▸ BRIEF
Copy out the final stretch of the listing: the line that contains "the dense green shrub" and all lines after it, exactly as they appear.

▸ RECORDS PROVIDED
^^^^^^^^^^^^^^^^

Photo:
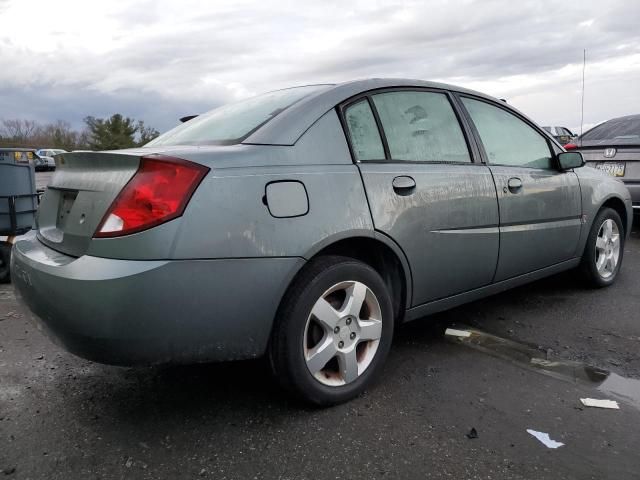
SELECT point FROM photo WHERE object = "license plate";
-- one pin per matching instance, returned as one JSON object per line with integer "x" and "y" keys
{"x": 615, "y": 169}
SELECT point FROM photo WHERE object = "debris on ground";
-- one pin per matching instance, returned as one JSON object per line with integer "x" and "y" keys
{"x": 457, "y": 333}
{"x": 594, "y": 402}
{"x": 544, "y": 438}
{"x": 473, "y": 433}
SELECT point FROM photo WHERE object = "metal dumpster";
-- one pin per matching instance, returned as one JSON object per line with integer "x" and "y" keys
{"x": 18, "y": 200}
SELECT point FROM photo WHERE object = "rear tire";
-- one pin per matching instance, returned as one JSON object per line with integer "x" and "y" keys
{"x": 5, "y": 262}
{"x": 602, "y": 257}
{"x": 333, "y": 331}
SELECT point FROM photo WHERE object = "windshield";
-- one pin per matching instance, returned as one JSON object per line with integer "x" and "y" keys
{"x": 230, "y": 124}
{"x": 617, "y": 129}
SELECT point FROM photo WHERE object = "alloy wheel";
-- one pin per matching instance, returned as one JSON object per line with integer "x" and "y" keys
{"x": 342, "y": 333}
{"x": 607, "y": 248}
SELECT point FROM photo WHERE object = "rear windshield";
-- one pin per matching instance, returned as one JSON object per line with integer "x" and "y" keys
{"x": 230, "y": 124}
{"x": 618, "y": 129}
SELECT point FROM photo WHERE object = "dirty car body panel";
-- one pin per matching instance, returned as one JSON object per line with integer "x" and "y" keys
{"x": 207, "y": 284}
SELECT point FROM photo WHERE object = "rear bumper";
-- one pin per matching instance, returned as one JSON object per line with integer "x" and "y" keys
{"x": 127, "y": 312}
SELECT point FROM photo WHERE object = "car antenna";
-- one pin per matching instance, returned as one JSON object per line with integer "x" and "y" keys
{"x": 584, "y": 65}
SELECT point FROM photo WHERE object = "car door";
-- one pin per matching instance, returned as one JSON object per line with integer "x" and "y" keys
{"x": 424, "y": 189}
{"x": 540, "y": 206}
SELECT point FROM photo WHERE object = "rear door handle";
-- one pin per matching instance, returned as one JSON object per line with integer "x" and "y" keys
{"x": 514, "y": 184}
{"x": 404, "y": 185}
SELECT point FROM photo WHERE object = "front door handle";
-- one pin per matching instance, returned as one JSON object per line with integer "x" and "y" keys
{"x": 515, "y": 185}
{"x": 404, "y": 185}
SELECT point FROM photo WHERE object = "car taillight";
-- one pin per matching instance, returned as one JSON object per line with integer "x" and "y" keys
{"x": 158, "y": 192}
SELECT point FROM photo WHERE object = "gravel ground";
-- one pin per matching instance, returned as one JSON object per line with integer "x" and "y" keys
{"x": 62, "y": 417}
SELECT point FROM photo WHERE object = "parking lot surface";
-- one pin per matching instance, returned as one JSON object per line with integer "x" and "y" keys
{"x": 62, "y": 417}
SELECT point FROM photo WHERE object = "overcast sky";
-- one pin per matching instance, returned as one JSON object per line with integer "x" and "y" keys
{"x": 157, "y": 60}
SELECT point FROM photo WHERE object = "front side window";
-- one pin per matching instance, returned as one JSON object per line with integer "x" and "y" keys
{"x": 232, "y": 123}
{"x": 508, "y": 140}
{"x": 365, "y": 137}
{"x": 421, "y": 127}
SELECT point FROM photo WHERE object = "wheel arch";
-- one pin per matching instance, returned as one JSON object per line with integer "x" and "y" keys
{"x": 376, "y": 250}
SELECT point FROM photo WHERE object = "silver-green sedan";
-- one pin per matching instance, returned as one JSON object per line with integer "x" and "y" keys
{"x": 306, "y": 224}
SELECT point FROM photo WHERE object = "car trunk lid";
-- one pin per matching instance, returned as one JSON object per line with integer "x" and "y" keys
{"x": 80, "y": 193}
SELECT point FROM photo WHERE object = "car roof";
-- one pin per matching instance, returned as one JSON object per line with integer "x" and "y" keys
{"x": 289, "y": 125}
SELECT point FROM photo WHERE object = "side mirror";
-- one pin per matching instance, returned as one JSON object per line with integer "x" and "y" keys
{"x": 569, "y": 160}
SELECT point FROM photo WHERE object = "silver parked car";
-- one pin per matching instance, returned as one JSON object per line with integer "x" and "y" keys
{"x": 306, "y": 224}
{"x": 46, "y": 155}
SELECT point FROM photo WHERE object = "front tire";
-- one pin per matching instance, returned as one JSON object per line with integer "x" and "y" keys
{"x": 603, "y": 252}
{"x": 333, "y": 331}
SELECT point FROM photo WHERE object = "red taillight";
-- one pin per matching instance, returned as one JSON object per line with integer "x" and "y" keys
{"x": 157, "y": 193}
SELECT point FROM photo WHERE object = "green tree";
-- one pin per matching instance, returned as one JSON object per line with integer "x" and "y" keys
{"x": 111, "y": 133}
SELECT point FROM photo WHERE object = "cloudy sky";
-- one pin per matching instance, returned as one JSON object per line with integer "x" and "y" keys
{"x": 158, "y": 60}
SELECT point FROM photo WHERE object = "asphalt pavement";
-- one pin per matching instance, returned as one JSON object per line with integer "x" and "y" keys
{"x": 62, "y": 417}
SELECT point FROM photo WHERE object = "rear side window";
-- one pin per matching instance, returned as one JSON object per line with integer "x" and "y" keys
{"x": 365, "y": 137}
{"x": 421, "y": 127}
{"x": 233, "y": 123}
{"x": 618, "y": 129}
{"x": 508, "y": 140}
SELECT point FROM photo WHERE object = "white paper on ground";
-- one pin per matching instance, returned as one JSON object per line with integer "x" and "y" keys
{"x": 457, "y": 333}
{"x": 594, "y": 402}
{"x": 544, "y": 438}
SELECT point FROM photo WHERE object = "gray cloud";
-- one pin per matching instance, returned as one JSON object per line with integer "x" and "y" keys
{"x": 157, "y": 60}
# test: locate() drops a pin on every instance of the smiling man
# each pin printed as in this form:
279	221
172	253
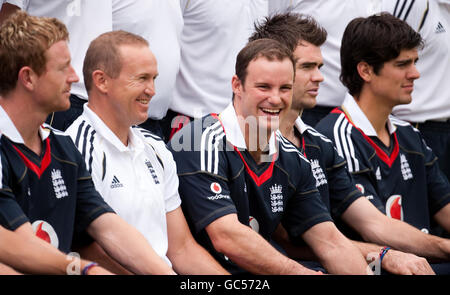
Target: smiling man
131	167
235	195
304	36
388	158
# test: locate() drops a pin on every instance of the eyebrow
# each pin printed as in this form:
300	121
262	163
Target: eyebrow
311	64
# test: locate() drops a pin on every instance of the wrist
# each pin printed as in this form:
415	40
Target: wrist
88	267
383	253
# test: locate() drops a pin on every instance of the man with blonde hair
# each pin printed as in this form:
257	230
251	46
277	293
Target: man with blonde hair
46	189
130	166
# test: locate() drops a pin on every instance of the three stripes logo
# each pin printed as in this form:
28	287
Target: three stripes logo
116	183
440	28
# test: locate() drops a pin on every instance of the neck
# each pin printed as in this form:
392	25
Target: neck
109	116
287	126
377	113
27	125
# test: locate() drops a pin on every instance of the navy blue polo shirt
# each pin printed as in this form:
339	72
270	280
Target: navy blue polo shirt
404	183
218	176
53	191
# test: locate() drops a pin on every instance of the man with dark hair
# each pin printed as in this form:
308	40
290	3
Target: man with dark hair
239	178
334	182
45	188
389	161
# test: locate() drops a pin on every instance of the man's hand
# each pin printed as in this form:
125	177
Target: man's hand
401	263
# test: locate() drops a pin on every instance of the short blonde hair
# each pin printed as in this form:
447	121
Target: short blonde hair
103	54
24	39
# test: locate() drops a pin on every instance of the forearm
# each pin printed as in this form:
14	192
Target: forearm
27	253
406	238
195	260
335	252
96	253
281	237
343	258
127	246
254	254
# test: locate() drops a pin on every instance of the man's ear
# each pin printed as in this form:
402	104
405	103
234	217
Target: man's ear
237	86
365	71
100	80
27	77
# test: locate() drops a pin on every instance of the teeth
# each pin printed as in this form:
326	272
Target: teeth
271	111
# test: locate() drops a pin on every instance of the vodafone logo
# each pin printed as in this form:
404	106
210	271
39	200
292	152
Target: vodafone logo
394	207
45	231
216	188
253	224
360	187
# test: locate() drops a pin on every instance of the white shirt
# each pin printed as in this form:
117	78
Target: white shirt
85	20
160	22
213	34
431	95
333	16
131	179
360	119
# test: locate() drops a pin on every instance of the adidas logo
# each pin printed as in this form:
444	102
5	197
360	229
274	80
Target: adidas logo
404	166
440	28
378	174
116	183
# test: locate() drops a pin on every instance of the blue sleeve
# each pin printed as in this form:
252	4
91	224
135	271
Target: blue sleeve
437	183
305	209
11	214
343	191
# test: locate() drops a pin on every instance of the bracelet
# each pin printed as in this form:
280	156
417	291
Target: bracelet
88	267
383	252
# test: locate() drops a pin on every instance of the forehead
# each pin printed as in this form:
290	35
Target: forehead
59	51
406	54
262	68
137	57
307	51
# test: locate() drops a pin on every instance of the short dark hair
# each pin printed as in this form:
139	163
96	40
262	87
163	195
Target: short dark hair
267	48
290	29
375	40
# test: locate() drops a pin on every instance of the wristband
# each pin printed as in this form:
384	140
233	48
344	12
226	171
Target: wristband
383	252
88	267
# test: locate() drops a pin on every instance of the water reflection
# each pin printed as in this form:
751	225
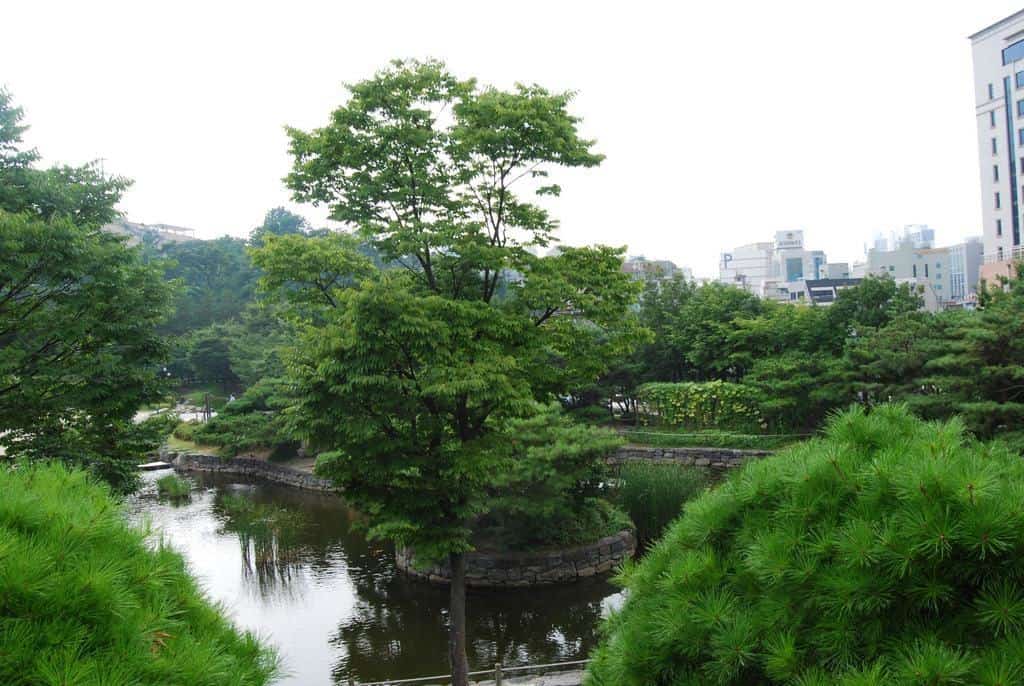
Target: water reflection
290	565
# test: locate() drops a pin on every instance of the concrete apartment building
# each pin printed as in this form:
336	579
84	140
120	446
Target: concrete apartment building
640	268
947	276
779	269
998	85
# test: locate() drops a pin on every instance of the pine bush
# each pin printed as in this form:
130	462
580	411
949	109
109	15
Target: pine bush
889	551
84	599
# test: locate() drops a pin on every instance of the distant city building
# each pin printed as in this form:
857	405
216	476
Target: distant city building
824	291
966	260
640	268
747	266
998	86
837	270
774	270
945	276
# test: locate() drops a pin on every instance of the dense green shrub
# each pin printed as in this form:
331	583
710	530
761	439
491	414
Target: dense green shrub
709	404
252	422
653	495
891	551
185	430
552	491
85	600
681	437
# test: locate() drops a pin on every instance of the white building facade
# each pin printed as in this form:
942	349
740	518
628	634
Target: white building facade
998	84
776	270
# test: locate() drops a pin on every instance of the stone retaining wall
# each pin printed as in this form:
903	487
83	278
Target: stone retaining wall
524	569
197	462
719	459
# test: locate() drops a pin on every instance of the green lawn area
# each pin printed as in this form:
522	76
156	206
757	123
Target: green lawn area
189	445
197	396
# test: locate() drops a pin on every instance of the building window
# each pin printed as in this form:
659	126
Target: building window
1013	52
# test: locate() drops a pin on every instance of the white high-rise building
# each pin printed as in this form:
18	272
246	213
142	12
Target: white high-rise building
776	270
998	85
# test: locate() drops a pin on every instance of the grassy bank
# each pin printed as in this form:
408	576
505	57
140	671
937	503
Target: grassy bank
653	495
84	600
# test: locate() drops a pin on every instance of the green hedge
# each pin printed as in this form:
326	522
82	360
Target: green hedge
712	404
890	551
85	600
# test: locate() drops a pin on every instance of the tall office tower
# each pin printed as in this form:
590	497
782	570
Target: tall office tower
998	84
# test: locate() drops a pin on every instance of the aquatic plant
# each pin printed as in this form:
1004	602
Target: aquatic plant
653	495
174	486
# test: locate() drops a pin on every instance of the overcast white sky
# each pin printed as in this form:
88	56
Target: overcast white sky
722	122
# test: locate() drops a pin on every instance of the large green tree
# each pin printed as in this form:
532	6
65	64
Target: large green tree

^^^^^^^^^^^^^^^^

▸ EXERCISE RESULT
# test: locate() drops a pin on every instance of the dense green shrub
# each pin printed as in this form:
331	583
710	530
761	439
491	414
Target: dense green shrub
709	404
252	422
653	495
891	551
185	430
552	491
85	600
681	437
# test: locate() drops a pin on every instance of the white building facade
# each pin printed as in this form:
942	349
740	518
628	634
Target: white building facade
998	84
776	270
# test: locate() drops a pin on every instance of the stone retaining wall
# each pin printed as in this form:
903	487
83	278
Target: stone retaining wall
524	569
197	462
719	459
# test: locate() drops a pin on every instance of the green lawn area
# each pin printed as in this form:
522	76
156	206
757	123
Target: green lawn area
189	445
197	396
# test: locate() drops a pin on every instance of the building window
# each pin printed as in this form:
659	126
Target: building window
1013	52
# test: locate() drops a pin on every instance of the white high-rise building
# each pin printed as in this form:
18	272
246	213
142	12
Target: white high-rise building
776	270
998	85
# test: locate() drops a pin on every instance of the grassy bank
# each pin printed as in this form:
408	576
505	57
140	671
937	503
Target: grassy bank
653	495
84	600
# test: locate() drops a pin on every instance of the green hedge
# each pin printed as in this form:
326	522
82	360
Target: green hedge
712	404
890	551
85	600
# test: locate() drops a pin on every instance of the tall office tower
# each pin printed as in this form:
590	497
782	570
Target: tall office tower
998	84
# test: locate() drops a pin on every instance of the aquatic plant
# each pin printed as in this form:
1004	602
Target: aquatic plant
653	495
174	486
# test: locate() drops a pin on every instance of the overcast white sky
# each pin printed as in this form:
88	56
Target: overcast white sky
722	122
# test: locate() drops a pin on every instance of the large green tree
# each pin printed as in this form:
532	6
65	64
Target: large green tree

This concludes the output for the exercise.